Return each line of the data below that contains the string "distant". Case counts.

• [Extracted entries]
____________
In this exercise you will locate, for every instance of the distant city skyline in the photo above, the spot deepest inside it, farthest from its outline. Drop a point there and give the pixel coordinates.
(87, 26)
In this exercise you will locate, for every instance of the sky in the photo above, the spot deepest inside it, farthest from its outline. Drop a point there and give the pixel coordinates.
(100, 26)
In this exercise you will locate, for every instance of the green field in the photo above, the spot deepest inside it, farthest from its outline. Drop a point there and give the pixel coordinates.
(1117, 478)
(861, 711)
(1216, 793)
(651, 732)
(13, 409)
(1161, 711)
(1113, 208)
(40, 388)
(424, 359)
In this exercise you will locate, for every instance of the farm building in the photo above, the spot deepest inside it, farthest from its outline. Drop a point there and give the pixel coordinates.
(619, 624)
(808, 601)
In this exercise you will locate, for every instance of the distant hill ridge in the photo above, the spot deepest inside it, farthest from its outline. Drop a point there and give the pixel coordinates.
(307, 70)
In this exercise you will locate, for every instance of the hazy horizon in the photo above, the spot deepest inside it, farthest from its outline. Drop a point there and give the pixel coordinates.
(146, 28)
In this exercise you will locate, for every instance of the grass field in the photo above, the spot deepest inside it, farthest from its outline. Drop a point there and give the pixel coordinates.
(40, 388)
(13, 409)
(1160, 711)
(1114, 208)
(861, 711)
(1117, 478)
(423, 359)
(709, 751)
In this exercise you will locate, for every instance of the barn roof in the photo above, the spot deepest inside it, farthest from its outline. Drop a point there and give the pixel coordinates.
____________
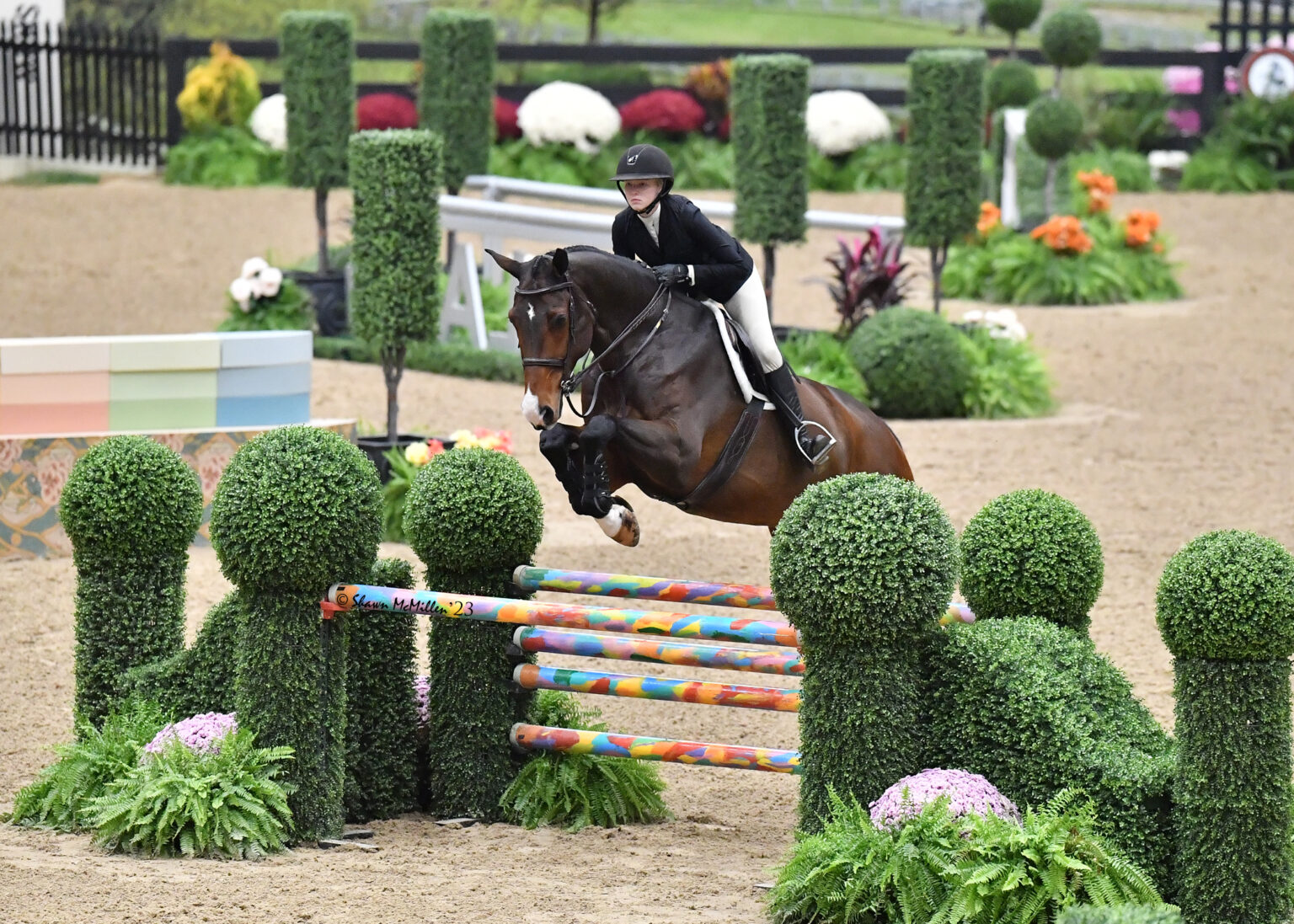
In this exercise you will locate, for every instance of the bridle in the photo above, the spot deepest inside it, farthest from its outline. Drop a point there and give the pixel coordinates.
____________
• [Solution to the exercise]
In this exercise you will locate, for every instance of the distant city skyline in the photo above, the spot deepest inside it, farthest from its outline. Drop a point there and give the pixel coordinates.
In this exercise you will locate, for every instance of the distant hill ridge in the photo above, the spot deepest inside it, farthest from its outline. Drop a point there and give the pixel coordinates.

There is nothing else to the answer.